### TASK DETAILS
When you reach the line containing "sneaker and record integer pixel coordinates.", please repeat it and every line after it exactly, through the end of the listing below, skipping pictures.

### GIVEN RECORDS
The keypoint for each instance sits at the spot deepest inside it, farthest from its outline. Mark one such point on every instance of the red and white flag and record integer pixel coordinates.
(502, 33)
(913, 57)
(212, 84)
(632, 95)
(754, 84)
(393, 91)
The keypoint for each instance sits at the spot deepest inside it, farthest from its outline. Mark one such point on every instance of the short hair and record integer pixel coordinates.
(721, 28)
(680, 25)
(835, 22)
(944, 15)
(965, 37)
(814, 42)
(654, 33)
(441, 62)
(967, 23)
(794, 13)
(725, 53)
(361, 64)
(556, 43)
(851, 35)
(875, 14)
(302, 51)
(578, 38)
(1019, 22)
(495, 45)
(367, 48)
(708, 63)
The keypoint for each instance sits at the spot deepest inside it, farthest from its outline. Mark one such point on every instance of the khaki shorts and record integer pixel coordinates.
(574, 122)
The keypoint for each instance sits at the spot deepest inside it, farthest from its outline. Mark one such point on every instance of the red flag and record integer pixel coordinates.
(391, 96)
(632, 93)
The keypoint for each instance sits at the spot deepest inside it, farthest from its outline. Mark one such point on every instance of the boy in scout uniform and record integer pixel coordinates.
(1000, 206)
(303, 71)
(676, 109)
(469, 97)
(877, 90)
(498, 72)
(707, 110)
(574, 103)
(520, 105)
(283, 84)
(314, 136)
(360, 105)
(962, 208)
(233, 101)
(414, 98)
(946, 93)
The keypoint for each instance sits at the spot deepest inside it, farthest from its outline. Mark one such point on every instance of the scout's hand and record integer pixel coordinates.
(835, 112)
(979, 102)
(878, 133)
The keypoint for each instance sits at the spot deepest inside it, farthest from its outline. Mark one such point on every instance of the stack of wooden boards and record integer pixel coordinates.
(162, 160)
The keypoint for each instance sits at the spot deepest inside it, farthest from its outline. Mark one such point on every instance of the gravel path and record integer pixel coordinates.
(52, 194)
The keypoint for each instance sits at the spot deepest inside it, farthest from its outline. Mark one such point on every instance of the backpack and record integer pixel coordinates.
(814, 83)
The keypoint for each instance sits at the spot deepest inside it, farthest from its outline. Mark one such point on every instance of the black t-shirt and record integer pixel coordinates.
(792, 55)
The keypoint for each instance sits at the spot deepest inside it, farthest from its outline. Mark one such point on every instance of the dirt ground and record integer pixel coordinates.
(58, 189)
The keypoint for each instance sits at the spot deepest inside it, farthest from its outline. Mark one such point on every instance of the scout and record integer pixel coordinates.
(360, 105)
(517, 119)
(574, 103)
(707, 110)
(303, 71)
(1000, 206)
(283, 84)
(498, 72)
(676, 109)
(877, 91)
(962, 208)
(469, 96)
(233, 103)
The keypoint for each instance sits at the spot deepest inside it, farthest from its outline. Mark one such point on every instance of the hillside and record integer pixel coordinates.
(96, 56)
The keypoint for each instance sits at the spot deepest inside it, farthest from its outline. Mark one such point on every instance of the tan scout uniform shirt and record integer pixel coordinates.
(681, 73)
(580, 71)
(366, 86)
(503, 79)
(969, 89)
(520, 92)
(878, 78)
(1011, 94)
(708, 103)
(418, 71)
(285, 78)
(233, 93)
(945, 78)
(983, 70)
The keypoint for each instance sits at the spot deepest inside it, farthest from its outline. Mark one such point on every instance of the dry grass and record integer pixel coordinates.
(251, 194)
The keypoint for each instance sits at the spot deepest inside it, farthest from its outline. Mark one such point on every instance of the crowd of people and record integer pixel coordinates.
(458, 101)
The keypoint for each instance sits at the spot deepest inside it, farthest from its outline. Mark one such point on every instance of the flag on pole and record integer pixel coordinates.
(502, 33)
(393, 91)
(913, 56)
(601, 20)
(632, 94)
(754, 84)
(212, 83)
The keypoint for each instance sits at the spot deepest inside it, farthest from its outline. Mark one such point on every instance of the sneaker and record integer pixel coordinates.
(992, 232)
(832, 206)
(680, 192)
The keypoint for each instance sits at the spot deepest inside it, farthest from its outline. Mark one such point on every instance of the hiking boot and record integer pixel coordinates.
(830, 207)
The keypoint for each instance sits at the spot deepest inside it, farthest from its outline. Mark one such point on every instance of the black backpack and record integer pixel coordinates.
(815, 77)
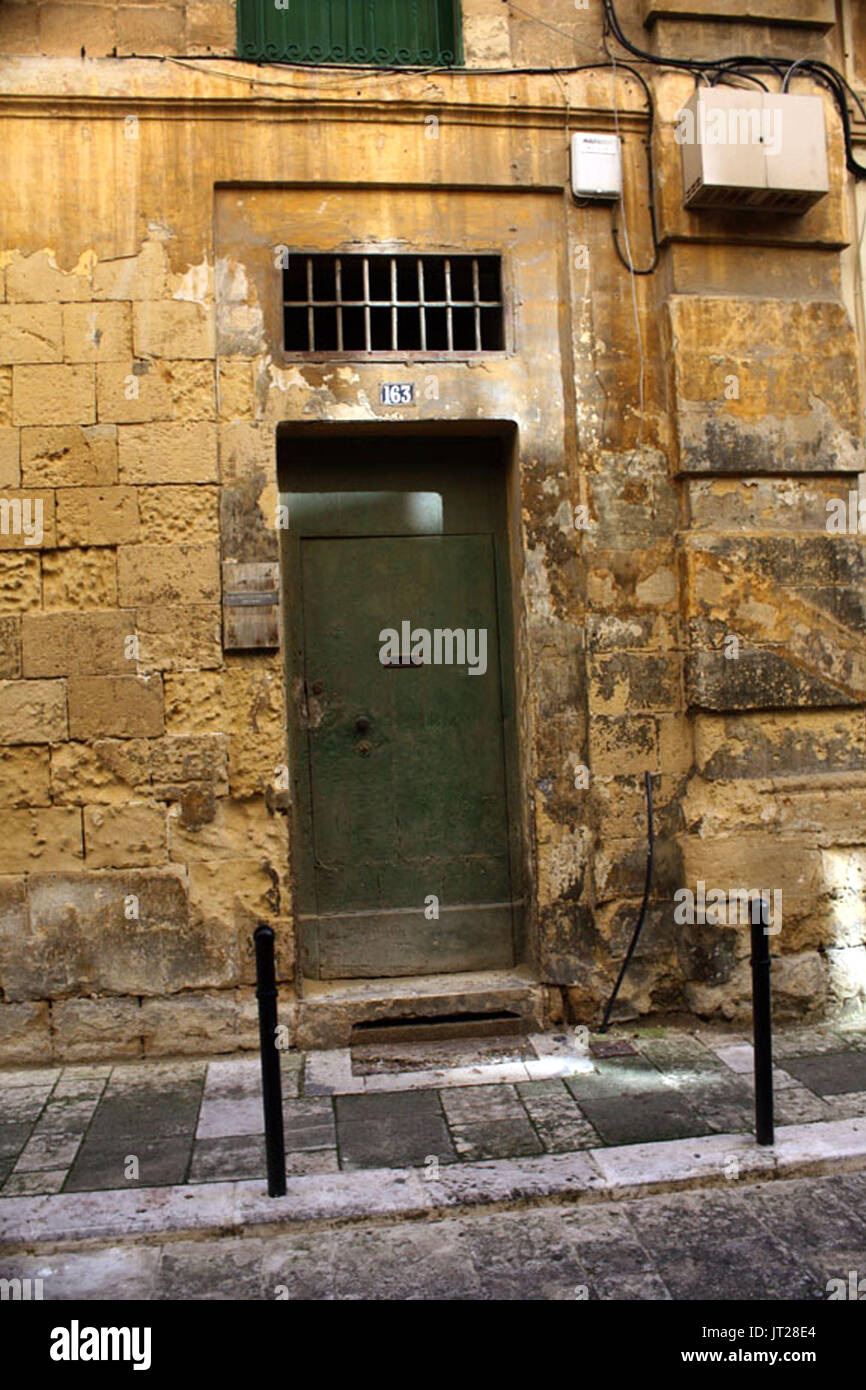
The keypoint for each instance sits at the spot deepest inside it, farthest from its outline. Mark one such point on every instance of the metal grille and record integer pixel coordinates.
(374, 32)
(392, 303)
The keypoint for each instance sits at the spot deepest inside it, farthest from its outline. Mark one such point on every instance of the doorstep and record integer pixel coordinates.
(328, 1009)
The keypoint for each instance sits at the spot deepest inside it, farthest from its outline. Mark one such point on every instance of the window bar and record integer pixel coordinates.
(421, 310)
(366, 268)
(338, 281)
(310, 312)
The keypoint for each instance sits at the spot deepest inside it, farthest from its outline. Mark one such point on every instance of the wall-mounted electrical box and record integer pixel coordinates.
(597, 166)
(749, 150)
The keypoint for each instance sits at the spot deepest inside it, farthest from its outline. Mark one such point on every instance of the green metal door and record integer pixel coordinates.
(405, 748)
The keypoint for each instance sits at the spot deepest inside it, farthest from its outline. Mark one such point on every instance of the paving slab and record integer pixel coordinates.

### OUTPUT FOR THIS TASK
The keypoint for each instance sits at the spot deepest inside it, farthest from its outline. Mark one such point on every instance of the sneaker and record integer pixel coordinates.
(992, 232)
(832, 206)
(680, 192)
The keypoint for each instance sits at the spot deepest inside it, farthest from its outline. Mark one such point on every instance of the hiking boot and record integer pixel coordinates.
(830, 207)
The keypoint for each instance sits at the spot deepest inside it, farthest from its outline. Mark one such point on every instance of the black backpack and record integer pixel coordinates.
(815, 77)
The keypoint for each instance sits at the spot deepest inside it, farthest from its outline. Mark one such point on every instance of the metal grille and record integer pixel coordinates.
(374, 32)
(392, 303)
The keypoint for each instance sits at the spot deepest inside it, farthest from its outline. Mark one such point on every instance of the doorstep and record integer pixel coordinates.
(328, 1009)
The keypoint for each instance sits at the spot deepest inside it, farthest from its outline. Mark one such point on every instance of the window bar and record integer pixel coordinates.
(421, 310)
(366, 268)
(338, 281)
(310, 312)
The keypoint for each instance sits at the spot deepest inside it, farthest from its outline. Mark one such point on every instance of the wall-mounted electrical box and record integer pixel coordinates.
(597, 166)
(749, 150)
The keypoint for each instance sits at the spot deepest inside it, farthest from its outline. Mark one such point on every instance of the green metal door and record integer pixel coordinates.
(405, 748)
The keypoint for each instance sits at the spot deepest inside it, farthest from its outline. Mark one such point on every instance of the paving slab and record integer pixel coordinates.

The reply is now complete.